** Dataset excerpts follows **

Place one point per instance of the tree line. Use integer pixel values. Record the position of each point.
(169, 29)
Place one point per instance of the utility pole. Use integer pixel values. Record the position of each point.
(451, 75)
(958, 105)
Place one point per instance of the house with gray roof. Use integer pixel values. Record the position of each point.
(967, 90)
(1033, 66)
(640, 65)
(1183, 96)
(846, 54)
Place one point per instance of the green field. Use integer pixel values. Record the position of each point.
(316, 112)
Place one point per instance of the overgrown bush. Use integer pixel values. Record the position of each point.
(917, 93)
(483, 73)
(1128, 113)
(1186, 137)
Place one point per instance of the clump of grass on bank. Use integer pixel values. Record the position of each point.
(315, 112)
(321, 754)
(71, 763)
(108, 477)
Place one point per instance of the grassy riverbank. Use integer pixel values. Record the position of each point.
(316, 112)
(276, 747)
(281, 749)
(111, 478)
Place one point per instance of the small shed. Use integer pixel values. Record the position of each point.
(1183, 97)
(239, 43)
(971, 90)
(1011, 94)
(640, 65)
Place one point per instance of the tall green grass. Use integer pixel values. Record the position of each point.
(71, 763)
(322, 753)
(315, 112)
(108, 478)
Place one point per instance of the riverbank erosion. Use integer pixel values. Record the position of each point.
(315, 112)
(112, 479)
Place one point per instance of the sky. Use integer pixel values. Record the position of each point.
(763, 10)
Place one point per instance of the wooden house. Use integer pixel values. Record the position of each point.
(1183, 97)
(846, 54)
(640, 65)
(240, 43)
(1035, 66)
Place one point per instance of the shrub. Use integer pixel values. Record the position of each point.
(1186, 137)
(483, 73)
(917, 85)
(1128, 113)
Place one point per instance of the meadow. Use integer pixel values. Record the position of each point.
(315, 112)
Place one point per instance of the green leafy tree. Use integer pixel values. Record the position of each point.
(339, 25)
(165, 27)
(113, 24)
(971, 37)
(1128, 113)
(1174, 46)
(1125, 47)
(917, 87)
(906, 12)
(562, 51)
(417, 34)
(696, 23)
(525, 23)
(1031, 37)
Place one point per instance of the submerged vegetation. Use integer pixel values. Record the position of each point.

** End of Dataset excerpts **

§ **Instructions to follow**: The required output is the complete set of records, reproduced exactly.

§ **Your solution**:
Place one point per instance of the tree line. Use integer pixel values. Record the position of each point.
(169, 29)
Place one point per instance of the utility pole. Use integer pixel values. Record the position of each point.
(451, 75)
(958, 105)
Place one point per instance of the house with gray roof. Use integer pixel values. Record the position of each point.
(967, 90)
(1033, 66)
(640, 65)
(1183, 96)
(846, 54)
Place one point per instance of the green field. Use integer pixel values. Record the position of each point.
(316, 112)
Place one point per instance of the overgrown bush. Use integer pixel values. Record the position of each point.
(917, 93)
(483, 73)
(1128, 113)
(1186, 137)
Place one point per instance of the clump of grass on bank. Use integer pixel values. Record the position of each point.
(315, 112)
(321, 754)
(71, 763)
(108, 477)
Place one point per instance of the grassy riverbank. Use integer pixel values. Record the position of each point.
(316, 112)
(276, 747)
(281, 749)
(111, 478)
Place one point per instance of the small shed. Use integer pixel values. Record the position of each point.
(1183, 97)
(239, 43)
(971, 90)
(1011, 94)
(640, 65)
Place one point per instance of the tall green grass. Use integer pixel values. Record the position of each point.
(71, 763)
(322, 753)
(315, 112)
(108, 478)
Place one point per instance of the riverbank erosion. Use integer pixel values. Record the position of each point.
(315, 112)
(112, 479)
Place one point per instance of the sky. Use integer pixel values. Record the position of each point.
(763, 10)
Place one point per instance of the wooden house. Use integer pixel values. Record the position of each point.
(1183, 97)
(846, 54)
(640, 65)
(240, 43)
(1035, 66)
Place one point per instance of the shrub. Use integer pixel values. Record the position of each point.
(1186, 137)
(483, 73)
(917, 85)
(1128, 113)
Place one point per instance of the meadow. Use integer pixel values. Record the position of each point.
(315, 112)
Place one point per instance of the green leafy tree. Use integer pixel values. Record the position of each point.
(339, 25)
(165, 27)
(113, 24)
(971, 37)
(1128, 113)
(1174, 46)
(1125, 47)
(917, 87)
(906, 12)
(562, 51)
(417, 34)
(696, 23)
(525, 23)
(1031, 37)
Place one point per instance of the submerged vegetation. Use integer pixel values. Record the position of each point.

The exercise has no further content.